== Available records ==
######

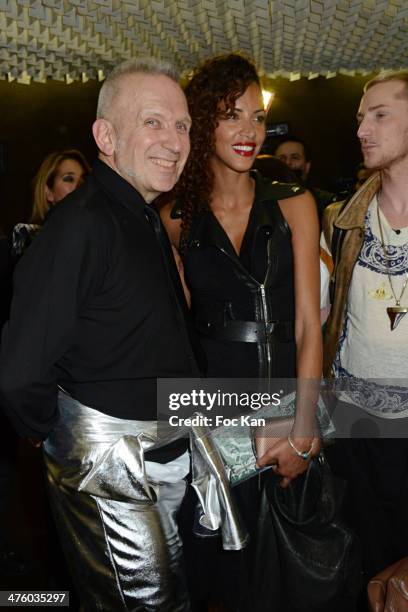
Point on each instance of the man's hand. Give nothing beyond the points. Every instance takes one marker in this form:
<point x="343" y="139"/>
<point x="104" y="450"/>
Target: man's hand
<point x="285" y="461"/>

######

== Given task ==
Every entry above is to be set down exactly; the pictures are to be left out.

== The output ==
Point on each instance of the man's hand. Give nothing beyond the points. Every instance takes one marker in this form:
<point x="343" y="139"/>
<point x="104" y="450"/>
Target: man's hand
<point x="285" y="461"/>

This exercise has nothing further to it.